- _PROBLEM DETAILS_:
Reproduce the entries from their first line through the line containing "xmin=1117 ymin=602 xmax=1167 ymax=645", including both ends. Leave the pictures out of your copy.
####################
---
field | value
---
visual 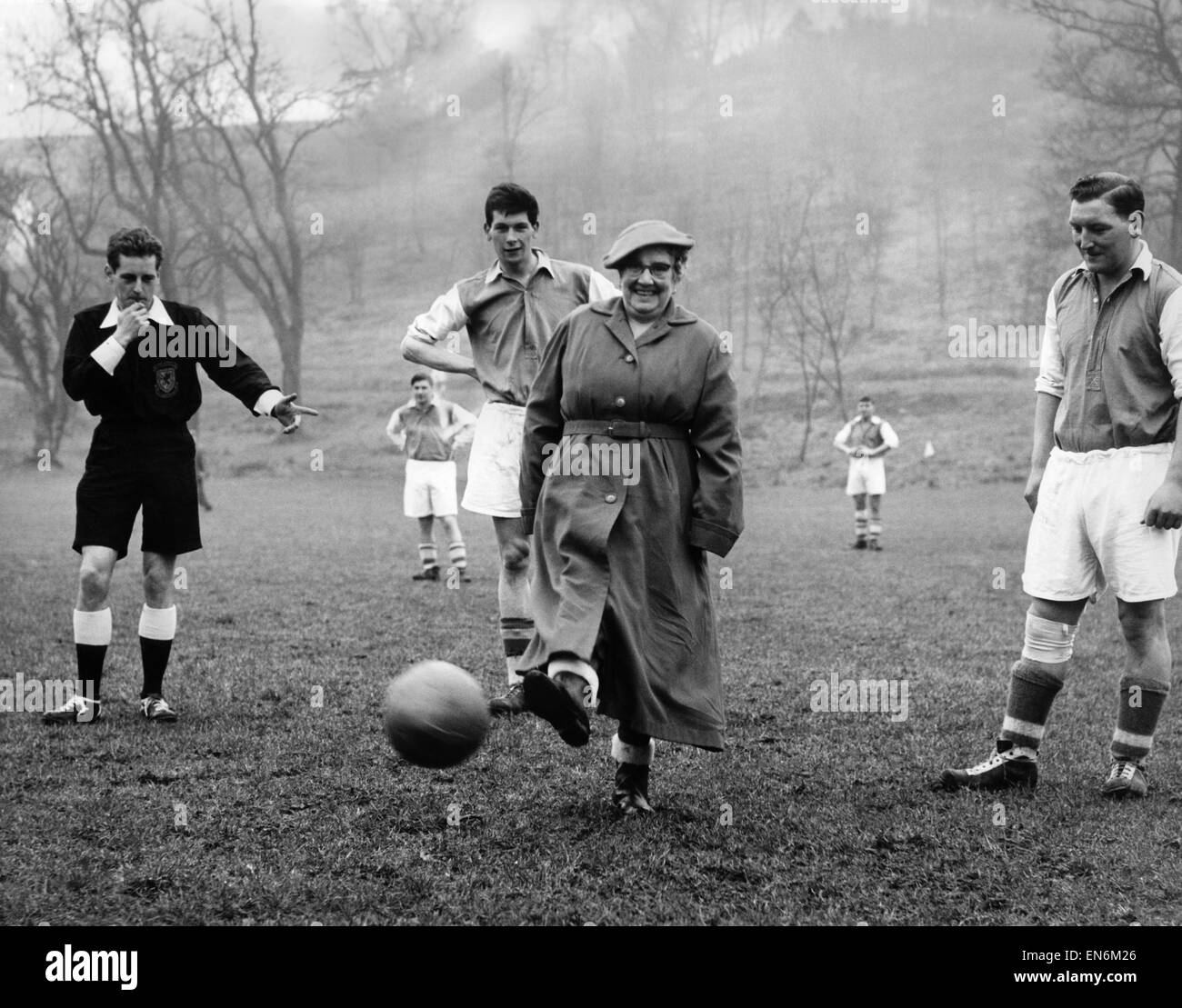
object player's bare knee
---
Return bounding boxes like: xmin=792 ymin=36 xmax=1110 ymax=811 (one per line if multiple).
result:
xmin=78 ymin=556 xmax=113 ymax=607
xmin=501 ymin=539 xmax=529 ymax=574
xmin=145 ymin=559 xmax=174 ymax=609
xmin=1117 ymin=602 xmax=1167 ymax=645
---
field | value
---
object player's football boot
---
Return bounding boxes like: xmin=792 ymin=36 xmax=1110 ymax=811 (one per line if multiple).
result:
xmin=1100 ymin=760 xmax=1149 ymax=799
xmin=139 ymin=693 xmax=176 ymax=721
xmin=42 ymin=694 xmax=103 ymax=724
xmin=611 ymin=763 xmax=653 ymax=815
xmin=523 ymin=671 xmax=591 ymax=745
xmin=488 ymin=683 xmax=529 ymax=717
xmin=940 ymin=739 xmax=1037 ymax=791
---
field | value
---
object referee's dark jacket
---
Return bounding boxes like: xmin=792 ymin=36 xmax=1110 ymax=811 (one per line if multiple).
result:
xmin=62 ymin=299 xmax=278 ymax=427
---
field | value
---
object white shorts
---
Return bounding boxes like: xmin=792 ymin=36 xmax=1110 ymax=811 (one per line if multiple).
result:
xmin=846 ymin=455 xmax=886 ymax=497
xmin=402 ymin=458 xmax=458 ymax=517
xmin=464 ymin=403 xmax=525 ymax=517
xmin=1023 ymin=444 xmax=1178 ymax=602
####################
- _FULL ANSWER_:
---
field | value
---
visual 
object player's bare knee
---
Return bounding boxes like: xmin=792 ymin=36 xmax=1110 ymax=811 (one per line if multiple).
result:
xmin=78 ymin=556 xmax=113 ymax=607
xmin=501 ymin=539 xmax=529 ymax=574
xmin=145 ymin=559 xmax=174 ymax=609
xmin=1117 ymin=602 xmax=1167 ymax=645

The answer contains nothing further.